### Quoted passage

In December 2024, my husband was experiencing extreme back pain.
On January 28 we were told he had a tumor on his kidney, and it needed to be removed immediately.
On February 1, our son’s 15th birthday, he was admitted to the ER with a pulmonary embolism when part of the tumor broke off and traveled to his lungs.
On February 15 he underwent a complex surgery to remove the tumor along with his kidney and adrenal gland. He spent two weeks in the hospital.
On April 2 we sat with our oncologist and heard the words no family wants to hear:
while his cancer is treatable with immunotherapies, it is not curable. We also learned the cancer had spread to his lungs, spine and lymph nodes.
Since then he has been through multiple cycles of immunotherapy, several rounds of radiation and countless appointments with oncologists, radiologists, pulmonologists and nephrologists.
Why I’m Sharing This
I have spent my career helping health systems, cancer centers and community care networks tell their stories. I have interviewed patients and families, clinicians and caregivers. I have built strategies to elevate brands and center patients.
But until this year cancer was something I understood mostly through the lens of my work and loss of my grandmother and aunt. Experiencing it up close as a spouse and parent has been different.
The lived experience, especially one you never wanted, changes everything. It sharpens empathy. It exposes the fragility of systems. It reveals just how heavy the psychological and physical toll of a diagnosis can be, from the first scan to the latest treatment. And it deepens your urgency for action.
That urgency is critical now. Scientific research, including funding for cancer breakthroughs, is under threat. So are Medicaid and Medicare, which provide lifelines for millions. And yet for many these issues feel abstract until they become personal.
The question is: how do we get people to care about what doesn’t yet feel like their issue?
Lessons From the Journey
Here are some lessons I’ve learned through my family’s experience and through decades of work alongside patients and communities. They shape a playbook not just for navigating complex health issues but for galvanizing action around them.

### Provided material
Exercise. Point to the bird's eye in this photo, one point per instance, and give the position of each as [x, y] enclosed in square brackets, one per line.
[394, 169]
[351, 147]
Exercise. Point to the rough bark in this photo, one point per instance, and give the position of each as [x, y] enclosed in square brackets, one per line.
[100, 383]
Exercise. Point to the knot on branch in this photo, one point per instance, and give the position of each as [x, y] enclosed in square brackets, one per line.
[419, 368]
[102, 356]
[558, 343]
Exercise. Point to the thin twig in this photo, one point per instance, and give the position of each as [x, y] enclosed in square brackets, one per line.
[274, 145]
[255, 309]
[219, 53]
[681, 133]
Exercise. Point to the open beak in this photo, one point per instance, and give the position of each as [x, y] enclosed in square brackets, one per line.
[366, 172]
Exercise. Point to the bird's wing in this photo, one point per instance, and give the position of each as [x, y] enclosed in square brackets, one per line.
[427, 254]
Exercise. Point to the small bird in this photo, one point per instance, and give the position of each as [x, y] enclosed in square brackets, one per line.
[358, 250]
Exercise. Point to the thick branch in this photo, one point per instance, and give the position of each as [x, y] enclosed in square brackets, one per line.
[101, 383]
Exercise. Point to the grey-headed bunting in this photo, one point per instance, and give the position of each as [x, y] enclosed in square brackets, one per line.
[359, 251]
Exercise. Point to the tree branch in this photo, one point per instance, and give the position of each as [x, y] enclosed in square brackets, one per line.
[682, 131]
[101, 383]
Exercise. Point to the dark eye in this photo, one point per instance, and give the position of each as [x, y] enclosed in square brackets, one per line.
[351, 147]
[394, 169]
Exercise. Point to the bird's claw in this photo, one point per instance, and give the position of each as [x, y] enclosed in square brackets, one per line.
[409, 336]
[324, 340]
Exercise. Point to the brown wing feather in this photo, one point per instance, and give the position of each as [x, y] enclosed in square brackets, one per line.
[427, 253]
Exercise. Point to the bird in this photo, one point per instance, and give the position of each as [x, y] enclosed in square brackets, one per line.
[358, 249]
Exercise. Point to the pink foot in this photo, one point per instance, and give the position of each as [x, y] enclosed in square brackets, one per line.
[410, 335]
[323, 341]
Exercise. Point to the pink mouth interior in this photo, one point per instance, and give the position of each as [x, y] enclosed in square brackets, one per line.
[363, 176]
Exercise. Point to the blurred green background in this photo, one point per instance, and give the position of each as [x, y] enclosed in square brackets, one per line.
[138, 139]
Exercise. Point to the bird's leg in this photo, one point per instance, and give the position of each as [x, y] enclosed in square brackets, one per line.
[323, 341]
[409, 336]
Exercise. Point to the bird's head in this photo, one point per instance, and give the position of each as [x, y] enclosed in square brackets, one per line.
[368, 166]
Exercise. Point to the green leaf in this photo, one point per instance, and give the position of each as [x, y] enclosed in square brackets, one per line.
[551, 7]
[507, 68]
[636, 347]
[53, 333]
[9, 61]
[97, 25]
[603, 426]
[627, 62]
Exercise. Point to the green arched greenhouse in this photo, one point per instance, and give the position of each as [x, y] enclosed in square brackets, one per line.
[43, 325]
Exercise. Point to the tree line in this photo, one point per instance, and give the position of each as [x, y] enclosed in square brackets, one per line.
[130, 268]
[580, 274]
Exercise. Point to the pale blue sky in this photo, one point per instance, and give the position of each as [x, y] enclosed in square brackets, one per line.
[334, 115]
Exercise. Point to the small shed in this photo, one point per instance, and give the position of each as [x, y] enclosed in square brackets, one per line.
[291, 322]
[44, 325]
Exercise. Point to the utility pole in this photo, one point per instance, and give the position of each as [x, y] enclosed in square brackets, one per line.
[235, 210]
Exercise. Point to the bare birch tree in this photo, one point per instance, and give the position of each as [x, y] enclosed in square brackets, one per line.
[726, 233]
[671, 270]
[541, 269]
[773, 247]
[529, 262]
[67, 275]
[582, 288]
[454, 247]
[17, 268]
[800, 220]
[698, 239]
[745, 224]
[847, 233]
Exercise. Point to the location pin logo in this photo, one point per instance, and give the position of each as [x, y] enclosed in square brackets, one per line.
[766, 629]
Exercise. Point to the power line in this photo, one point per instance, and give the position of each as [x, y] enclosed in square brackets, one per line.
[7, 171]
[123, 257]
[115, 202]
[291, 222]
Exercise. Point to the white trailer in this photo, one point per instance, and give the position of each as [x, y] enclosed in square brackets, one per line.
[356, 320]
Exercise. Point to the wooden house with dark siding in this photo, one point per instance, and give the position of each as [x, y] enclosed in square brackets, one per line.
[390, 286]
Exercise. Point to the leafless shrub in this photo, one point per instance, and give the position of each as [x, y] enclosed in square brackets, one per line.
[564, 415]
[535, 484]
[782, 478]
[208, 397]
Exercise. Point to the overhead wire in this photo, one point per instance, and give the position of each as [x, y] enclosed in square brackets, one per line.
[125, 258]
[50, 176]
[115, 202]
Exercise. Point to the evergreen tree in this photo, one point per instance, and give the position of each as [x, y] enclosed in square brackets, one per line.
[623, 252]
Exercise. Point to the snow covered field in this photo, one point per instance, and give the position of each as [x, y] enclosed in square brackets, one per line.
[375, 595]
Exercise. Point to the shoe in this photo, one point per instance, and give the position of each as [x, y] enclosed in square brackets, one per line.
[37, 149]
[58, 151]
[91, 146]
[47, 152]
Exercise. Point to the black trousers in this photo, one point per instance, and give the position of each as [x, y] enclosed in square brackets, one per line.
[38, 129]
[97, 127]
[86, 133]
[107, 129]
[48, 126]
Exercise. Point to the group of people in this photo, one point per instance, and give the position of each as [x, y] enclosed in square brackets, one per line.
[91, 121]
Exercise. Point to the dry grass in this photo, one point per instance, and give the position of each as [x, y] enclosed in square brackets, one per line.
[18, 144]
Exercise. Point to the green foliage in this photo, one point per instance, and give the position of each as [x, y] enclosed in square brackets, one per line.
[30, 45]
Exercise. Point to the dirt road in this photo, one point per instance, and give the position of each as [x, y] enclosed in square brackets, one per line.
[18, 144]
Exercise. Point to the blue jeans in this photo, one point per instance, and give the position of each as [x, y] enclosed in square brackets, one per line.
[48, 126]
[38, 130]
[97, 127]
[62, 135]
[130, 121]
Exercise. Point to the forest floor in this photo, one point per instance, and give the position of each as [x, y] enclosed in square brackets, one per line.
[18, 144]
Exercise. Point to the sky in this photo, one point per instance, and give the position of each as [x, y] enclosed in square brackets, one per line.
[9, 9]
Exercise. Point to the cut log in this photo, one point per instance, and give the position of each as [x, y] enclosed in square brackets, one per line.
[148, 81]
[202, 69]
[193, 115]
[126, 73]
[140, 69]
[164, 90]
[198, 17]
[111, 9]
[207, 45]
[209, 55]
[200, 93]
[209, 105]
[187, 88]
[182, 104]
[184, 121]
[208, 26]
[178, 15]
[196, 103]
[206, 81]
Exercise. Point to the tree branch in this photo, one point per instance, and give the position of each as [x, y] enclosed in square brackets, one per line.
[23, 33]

### Work to complete
Resume the essay on a family's experience with kidney cancer, which appears before the listing, picking up right after its final sentence.

### Exercise output
1. The Power of Agency
You may not choose the diagnosis, but you can choose your response. Asking questions, seeking second opinions and advocating for yourself or a loved one can change the trajectory of care. Agency transforms passive patients into active participants.
2. The Power of Dignity
Illness often strips away control. But care, medical and non-medical alike, should always protect dignity. That means seeing the whole person, not just the disease. Small gestures, from how clinicians communicate to how systems support access, can restore humanity in the most challenging moments.
3. The Power of Hope
Optimism is not naïve — it is necessary. It fuels resilience, helps people endure treatments and sustains families through uncertainty. Whether rooted in science, spirituality or community, hope is a vital intervention.
4. The Power of Community
No one should navigate complex health issues alone. Support networks of family, friends, advocacy groups and faith communities are as essential as doctors and drug protocols. Community connections — whether online through a Facebook group or in person at a local YMCA — can ease isolation, expand resources and give patients and families the strength to keep going.
Why It Matters for All of Us
You may never expect to face a diagnosis like ours. I didn’t. But someone you love will. And when they do, they will need the full horsepower of our research enterprise, our healthcare systems and our communities behind them.
Investing in science, protecting health access and building human-centered systems is our shared responsibility. It is how we build a better world — one where we all thrive.
My hope in sharing this is simple: that you see our story not as my lived experience but as our collective one. That you take away not only empathy but urgency. And that you leave with the conviction that research, access, dignity, hope and community are worth fighting for because one day they may be what saves you too.